Extracted data entries
=====

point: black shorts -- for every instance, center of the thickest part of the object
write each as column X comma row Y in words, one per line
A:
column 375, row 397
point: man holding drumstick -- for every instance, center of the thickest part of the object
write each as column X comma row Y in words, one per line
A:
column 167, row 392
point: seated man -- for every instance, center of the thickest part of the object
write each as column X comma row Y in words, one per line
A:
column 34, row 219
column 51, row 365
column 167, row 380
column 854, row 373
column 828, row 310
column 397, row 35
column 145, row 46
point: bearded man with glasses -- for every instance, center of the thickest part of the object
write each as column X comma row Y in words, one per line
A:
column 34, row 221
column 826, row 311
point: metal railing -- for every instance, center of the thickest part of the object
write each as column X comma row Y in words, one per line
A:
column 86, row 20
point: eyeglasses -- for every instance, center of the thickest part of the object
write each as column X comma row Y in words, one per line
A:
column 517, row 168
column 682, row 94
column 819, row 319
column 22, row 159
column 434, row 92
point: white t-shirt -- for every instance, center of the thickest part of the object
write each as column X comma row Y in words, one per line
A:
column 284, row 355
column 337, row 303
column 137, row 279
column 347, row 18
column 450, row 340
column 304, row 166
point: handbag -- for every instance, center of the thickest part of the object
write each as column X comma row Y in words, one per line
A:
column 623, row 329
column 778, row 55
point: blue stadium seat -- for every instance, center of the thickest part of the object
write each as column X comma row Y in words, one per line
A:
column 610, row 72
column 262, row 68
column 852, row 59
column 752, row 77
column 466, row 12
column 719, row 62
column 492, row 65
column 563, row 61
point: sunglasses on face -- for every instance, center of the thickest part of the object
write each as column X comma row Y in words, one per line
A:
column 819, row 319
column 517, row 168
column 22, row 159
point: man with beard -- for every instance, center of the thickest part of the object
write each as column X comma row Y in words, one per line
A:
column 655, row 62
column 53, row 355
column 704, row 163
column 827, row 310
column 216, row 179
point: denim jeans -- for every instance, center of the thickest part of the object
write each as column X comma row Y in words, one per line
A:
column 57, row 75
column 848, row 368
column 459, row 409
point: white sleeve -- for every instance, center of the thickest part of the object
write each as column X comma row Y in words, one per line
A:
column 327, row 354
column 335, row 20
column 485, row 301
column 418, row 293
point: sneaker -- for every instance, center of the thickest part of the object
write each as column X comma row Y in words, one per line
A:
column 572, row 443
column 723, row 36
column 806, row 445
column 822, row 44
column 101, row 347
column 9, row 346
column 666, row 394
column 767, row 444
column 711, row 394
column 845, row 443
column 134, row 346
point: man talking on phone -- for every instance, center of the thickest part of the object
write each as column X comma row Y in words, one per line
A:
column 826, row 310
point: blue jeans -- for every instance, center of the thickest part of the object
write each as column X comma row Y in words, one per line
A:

=====

ACTION ITEM
Nothing may be dropped or altered. Copy every line above.

RESULT
point: black shorts -- for every instance, center of the thickest part of the object
write each as column X comma row Y in words, one per line
A:
column 375, row 397
point: man holding drumstick -- for every instance, center of the thickest part of the object
write each as column X comma row Y in words, one per line
A:
column 167, row 392
point: seated man -- for every instance, center of the thickest part of the object
write each as column X comma row Y in words, one per line
A:
column 34, row 219
column 51, row 365
column 167, row 380
column 854, row 373
column 828, row 310
column 397, row 35
column 145, row 46
point: bearded man with glasses -- for every instance, center of the thickest part of the object
write each as column X comma row Y in words, one per line
A:
column 34, row 221
column 826, row 311
point: metal railing -- for every instance, center of the thickest part of the object
write each as column X comma row Y in words, one per line
A:
column 86, row 20
point: eyeglasses -- for every instance, center of the thickest part of the object
write each as column X comma row Y in words, one per line
A:
column 517, row 168
column 682, row 94
column 819, row 319
column 22, row 159
column 434, row 92
point: white t-shirt -- for every instance, center of the thickest part of the object
write each as column X comma row Y in words, one per line
A:
column 284, row 355
column 337, row 303
column 137, row 279
column 347, row 18
column 450, row 340
column 304, row 166
point: handbag -- for every instance, center of the thickest part of the object
write each as column X comma row Y in words, one per line
A:
column 623, row 329
column 778, row 55
point: blue stadium seat -- for every instance, center of the thickest part of the object
write each as column X comma row Y in words, one per line
A:
column 610, row 72
column 262, row 68
column 852, row 59
column 752, row 77
column 466, row 12
column 719, row 62
column 492, row 65
column 563, row 61
point: sunglasses on face -- for every instance, center of the thickest part of the object
write each as column X comma row Y in words, one per line
A:
column 819, row 319
column 517, row 168
column 22, row 159
point: man with beard -- for every instance, center of the thickest part of the object
write each as column X comma row Y in words, one per line
A:
column 655, row 62
column 53, row 355
column 704, row 163
column 827, row 310
column 216, row 179
point: denim jeans -- for every instance, center of the thickest part of the object
write each as column X comma row Y in words, one per line
A:
column 57, row 75
column 848, row 368
column 459, row 409
point: white sleeve -- for every instance, center of the thickest part of the object
write each as column X comma row Y in words, one per line
A:
column 327, row 354
column 335, row 20
column 485, row 301
column 418, row 293
point: sneaker -- for every instance, center of the thickest part of the object
write each as column X comma row Y in words, one per line
A:
column 572, row 443
column 723, row 36
column 806, row 445
column 822, row 44
column 101, row 347
column 9, row 346
column 666, row 394
column 767, row 444
column 711, row 394
column 845, row 443
column 134, row 346
point: man talking on phone -- for every instance, center of the thickest part of the object
write each as column X comma row Y in words, one per line
A:
column 826, row 310
point: blue jeans -- for every instance, center of the thickest part of the object
write each as column X comma row Y in words, one per line
A:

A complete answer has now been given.